### DATA SECTION
—————
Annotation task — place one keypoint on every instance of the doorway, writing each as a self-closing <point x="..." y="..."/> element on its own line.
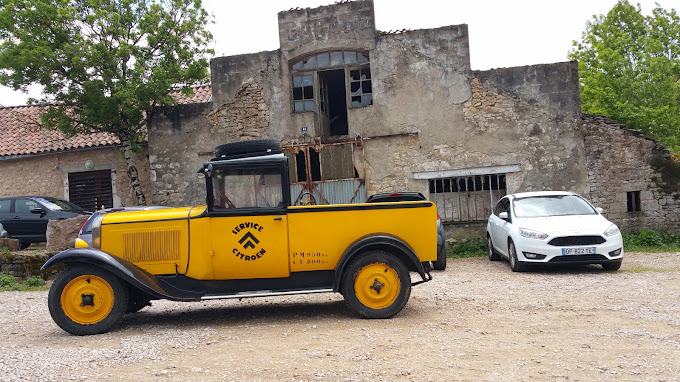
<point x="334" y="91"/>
—————
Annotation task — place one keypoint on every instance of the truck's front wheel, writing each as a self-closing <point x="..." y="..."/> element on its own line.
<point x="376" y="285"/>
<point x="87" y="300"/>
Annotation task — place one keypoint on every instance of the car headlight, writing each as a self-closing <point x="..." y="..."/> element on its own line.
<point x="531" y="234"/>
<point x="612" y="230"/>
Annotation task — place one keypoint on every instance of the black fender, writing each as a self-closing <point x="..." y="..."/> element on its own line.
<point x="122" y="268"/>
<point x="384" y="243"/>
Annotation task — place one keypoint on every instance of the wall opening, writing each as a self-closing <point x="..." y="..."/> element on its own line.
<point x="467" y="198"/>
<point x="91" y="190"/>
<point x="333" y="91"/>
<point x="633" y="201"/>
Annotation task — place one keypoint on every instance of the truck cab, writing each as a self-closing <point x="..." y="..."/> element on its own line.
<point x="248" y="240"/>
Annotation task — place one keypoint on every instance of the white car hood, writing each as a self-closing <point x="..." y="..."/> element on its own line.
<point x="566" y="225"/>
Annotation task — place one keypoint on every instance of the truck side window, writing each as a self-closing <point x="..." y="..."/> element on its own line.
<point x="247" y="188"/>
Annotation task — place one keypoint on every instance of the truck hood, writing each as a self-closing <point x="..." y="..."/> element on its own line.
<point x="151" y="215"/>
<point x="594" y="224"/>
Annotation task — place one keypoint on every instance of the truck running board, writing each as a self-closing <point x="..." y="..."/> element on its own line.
—————
### TASK TO CARRY OUT
Please pick out each line in the material above that contains the word "board" and copy those lines unchanged.

### RESPONSE TO THE EXERCISE
Annotation task — place one keypoint on every instance of the truck running board, writing each as a self-closing <point x="..." y="..."/> element on its own line.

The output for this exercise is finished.